** START OF DATA ENTRIES **

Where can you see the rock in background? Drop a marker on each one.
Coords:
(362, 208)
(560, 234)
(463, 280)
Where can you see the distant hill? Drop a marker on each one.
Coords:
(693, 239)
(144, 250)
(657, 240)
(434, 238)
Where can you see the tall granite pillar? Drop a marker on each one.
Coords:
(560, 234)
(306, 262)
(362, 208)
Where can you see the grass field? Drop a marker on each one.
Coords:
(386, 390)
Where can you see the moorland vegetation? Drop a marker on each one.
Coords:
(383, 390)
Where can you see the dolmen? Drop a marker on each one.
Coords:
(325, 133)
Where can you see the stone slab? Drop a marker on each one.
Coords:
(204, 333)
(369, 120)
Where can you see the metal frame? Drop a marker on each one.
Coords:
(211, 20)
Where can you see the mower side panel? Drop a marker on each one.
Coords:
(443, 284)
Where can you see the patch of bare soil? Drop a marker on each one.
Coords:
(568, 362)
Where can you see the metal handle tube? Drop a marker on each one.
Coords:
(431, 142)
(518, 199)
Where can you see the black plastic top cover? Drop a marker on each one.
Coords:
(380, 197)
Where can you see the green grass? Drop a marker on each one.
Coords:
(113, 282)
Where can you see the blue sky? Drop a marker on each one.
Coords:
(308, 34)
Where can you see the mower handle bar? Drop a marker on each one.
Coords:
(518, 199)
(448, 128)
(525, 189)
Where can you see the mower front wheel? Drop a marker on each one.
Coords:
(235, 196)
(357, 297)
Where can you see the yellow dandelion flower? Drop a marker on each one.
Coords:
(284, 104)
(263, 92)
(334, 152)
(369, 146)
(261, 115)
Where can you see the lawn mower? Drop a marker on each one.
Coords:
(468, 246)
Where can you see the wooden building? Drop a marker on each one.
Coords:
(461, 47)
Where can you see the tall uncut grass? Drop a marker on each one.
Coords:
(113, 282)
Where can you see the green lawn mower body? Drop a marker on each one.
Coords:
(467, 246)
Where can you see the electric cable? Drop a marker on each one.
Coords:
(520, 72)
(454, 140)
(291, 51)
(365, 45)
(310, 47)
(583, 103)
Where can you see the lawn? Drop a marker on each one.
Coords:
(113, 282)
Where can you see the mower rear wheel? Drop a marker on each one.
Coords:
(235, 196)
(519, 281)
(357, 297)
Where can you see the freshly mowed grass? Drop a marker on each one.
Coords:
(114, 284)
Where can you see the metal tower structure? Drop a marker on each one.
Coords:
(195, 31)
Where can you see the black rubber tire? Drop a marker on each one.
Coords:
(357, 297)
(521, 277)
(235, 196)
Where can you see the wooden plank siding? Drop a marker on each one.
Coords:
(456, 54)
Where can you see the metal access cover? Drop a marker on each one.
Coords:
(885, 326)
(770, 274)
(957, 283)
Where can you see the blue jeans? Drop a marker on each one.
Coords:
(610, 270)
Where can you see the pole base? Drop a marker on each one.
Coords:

** END OF DATA ENTRIES **

▸ INSTRUCTION: Copy the whole listing above word for word, from its first line through its last.

▸ SOLUTION TO THE PROBLEM:
Where can you see the rock in background? Drop a marker on each one.
Coords:
(362, 208)
(560, 234)
(463, 280)
Where can you see the distant hill? Drop a marker on each one.
Coords:
(693, 239)
(144, 250)
(657, 240)
(434, 238)
Where can you see the tall granite pillar? Drop a marker on each one.
Coords:
(560, 234)
(306, 262)
(362, 208)
Where can you see the grass field? Drop a marker on each one.
Coords:
(386, 390)
Where can you see the moorland vegetation? Drop a marker on each one.
Coords:
(383, 390)
Where can you see the dolmen? Drop a marker on each one.
Coords:
(325, 133)
Where can you see the stone slab? Drop a marker on each one.
Coords:
(204, 333)
(369, 120)
Where can you see the metal frame? Drop a marker on each one.
Coords:
(211, 20)
Where can you see the mower side panel? Drop a marker on each one.
Coords:
(443, 284)
Where can you see the patch of bare soil? Drop a marker on each one.
Coords:
(568, 362)
Where can you see the metal handle tube? Drop a marker on each one.
Coords:
(431, 142)
(518, 199)
Where can you see the black plastic top cover? Drop a marker on each one.
Coords:
(380, 197)
Where can you see the green grass? Drop a marker on each one.
Coords:
(113, 282)
Where can you see the blue sky? Drop a marker on each one.
Coords:
(308, 34)
Where can you see the mower handle bar? Drop a marker on each one.
Coords:
(518, 199)
(448, 128)
(525, 189)
Where can you see the mower front wheel? Drop a marker on each one.
Coords:
(235, 196)
(357, 297)
Where can you see the yellow dandelion flower? Drop a marker on each one.
Coords:
(284, 104)
(263, 92)
(334, 152)
(369, 146)
(261, 115)
Where can you see the lawn mower? Drop a marker on each one.
Coords:
(468, 246)
Where can you see the wooden building? Drop a marker on each one.
Coords:
(461, 47)
Where can you see the tall uncut grass? Drop a marker on each one.
Coords:
(113, 282)
Where can you see the green lawn mower body? Drop a marker on each one.
Coords:
(467, 246)
Where can you see the electric cable? Drop a marker on each one.
Coords:
(520, 72)
(454, 140)
(291, 51)
(365, 45)
(310, 47)
(583, 103)
Where can you see the lawn? Drop a marker on each one.
Coords:
(113, 282)
Where can you see the mower rear wheel? Drop a marker on each one.
Coords:
(235, 196)
(519, 281)
(357, 297)
Where can you see the freshly mowed grass? Drop a marker on each one.
Coords:
(114, 284)
Where can you see the metal tower structure? Drop a marker on each one.
Coords:
(195, 31)
Where can you see the black rubber tire? Drop a marker on each one.
Coords:
(357, 297)
(521, 277)
(235, 196)
Where can you see the wooden plank siding? Drop a marker on each one.
Coords:
(456, 54)
Where can you see the metal access cover? Drop a marker on each one.
Coords:
(885, 326)
(770, 274)
(957, 283)
Where can you see the blue jeans? Drop a marker on each one.
Coords:
(610, 270)
Where can you see the pole base? Drop a marker on each one.
Coords:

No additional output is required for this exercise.